> _TAREFAS E EXERCÍCIOS_:
a - Responda, com base no texto sobre a Sala de Situação de Pelotas:
(i) Em que local a Sala de Situação foi montada?
(ii) Qual nível a Lagoa dos Patos registrou em 8 de maio de 2024?
(iii) Segundo o coronel Márcio Facin, como a sala funcionou no momento da crise?
b - Prossiga o texto sobre a Sala de Situação de Pelotas, começando logo após a última frase apresentada.

> _TEXTO FORNECIDO_:

__________________________________________________

Há um ano, enquanto as águas dos mananciais de Pelotas subiam sem trégua, a comunidade vivia um clima de apreensão e dúvidas sobre a enchente. Em meio às incertezas, uma iniciativa mudou o rumo da crise: a Sala de Situação, montada no 9º Batalhão de Infantaria Motorizado, reuniu especialistas da Universidade Federal de Pelotas (UFPel), militares e agentes públicos em uma operação inédita de monitoramento e tomada de decisões.

No dia 8 de maio de 2024, a Lagoa dos Patos registrou um nível de 2,12 metros — quase um metro acima da sua cota de inundação. No mesmo dia, a prefeitura anunciou a criação da Sala de Situação. A medida emergencial visava reunir forças de segurança e profissionais de diversas áreas em um único espaço, ao concentrar os encontros técnicos e planejar medidas de enfrentamento à crise climática em Pelotas e região.

Segundo o coordenador da Defesa Civil Regional, coronel Márcio Facin, a sobrecarga de sistemas de contenção e drenagem em outros lugares do RS foi um sinal de alerta. A partir daí, se intensificaram os contatos com a Sala de Situação Estadual e com os segmentos científicos da região, tais como profissionais da meteorologia, hidrologia, engenharia, oceanografia, matemática, física, cartografia, entre outros. “Estes foram imprescindíveis e permaneceram todo o tempo sentados ao nosso lado, voluntariamente”, avalia.

O trabalho coletivo e integrado permitiu um fluxo constante e preciso de informações, com ações coordenadas entre as instituições públicas dos municípios afetados pela enchente. Para Facin, sem esse espaço de interação, a resposta não teria a mesma qualidade. “A sala funcionou como um verdadeiro cérebro coletivo no momento da crise.”

__________________________________________________

> _DADOS EXTRAÍDOS_:

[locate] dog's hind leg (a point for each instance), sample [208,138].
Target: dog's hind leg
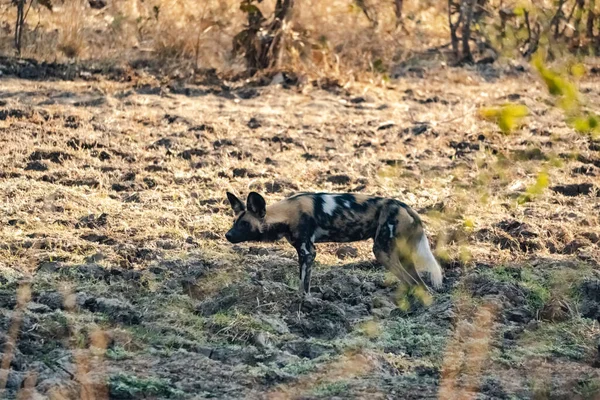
[388,253]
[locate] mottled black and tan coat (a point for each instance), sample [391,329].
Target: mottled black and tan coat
[399,241]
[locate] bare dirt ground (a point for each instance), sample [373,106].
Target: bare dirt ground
[116,280]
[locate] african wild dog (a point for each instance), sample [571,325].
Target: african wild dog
[400,243]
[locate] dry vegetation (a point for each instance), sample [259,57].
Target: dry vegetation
[115,278]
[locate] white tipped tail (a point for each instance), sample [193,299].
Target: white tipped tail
[425,261]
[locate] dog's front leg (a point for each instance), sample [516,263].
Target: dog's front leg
[306,257]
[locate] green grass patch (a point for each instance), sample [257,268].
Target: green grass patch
[331,389]
[236,327]
[132,387]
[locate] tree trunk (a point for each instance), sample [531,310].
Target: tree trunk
[398,10]
[589,29]
[453,8]
[19,25]
[467,10]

__________________________________________________

> _GABARITO_:
a -
(i) No 9º Batalhão de Infantaria Motorizado.
(ii) 2,12 metros, quase um metro acima da sua cota de inundação.
(iii) Como um verdadeiro cérebro coletivo.

b -
Hidrologia ganha a cena

Outra figura importante daquele período foi da hidróloga da UFPel, Tamara Beskow. Desde setembro de 2023, sua equipe já atuava no gerenciamento de rios e arroios. Com as chuvas intensas de abril e maio, perceberam que as águas chegariam à região Sul e começaram a instalar réguas para monitoramento. Sem dados históricos públicos sobre a cheia de 1941, a cota daquela inundação (2,88m) foi recalculada a partir de uma foto antiga. Com isso, se projetou que o nível poderia chegar a 3,30m — o que ultrapassaria os diques da cidade.

Foram feitos dois cenários: 1) se os diques aguentassem e a água não transbordasse; 2) se os diques não aguentassem e a água do canal São Gonçalo invadisse a área urbana da cidade. O mapeamento foi apresentado à prefeita Paula Mascarenhas (PSDB), que decidiu recomendar a evacuação de áreas de risco. A previsão foi coerente, mas o nível máximo ficou em 3,13m, 17 centímetros abaixo do imaginado.

Os diques resistiram, mas algumas áreas foram duramente afetadas. Para Tamara, o momento mais angustiante foi quando perceberam o risco real de uma tragédia urbana caso o sistema falhasse. “Quando percebemos que existia a possibilidade de a cota dos diques ser superada, tivemos uma sensação de angústia muito grande, pois nós estávamos de posse daquela informação”, ela relata.

Previsões meteorológicas

O impacto das previsões do tempo e das mudanças na direção do vento nos prognósticos também preocupava os agentes da Sala de Situação. O meteorologista do Centro de Pesquisas e Previsões Meteorológicas (CPPMet), Henrique Repinaldo, integrante da equipe de monitoramento, participou de todas as reuniões multidisciplinares. Para ele, o principal desafio foi estar mobilizado por horas a fio. “Praticamente, a gente ficou dedicado 24 horas àquela situação”, destaca.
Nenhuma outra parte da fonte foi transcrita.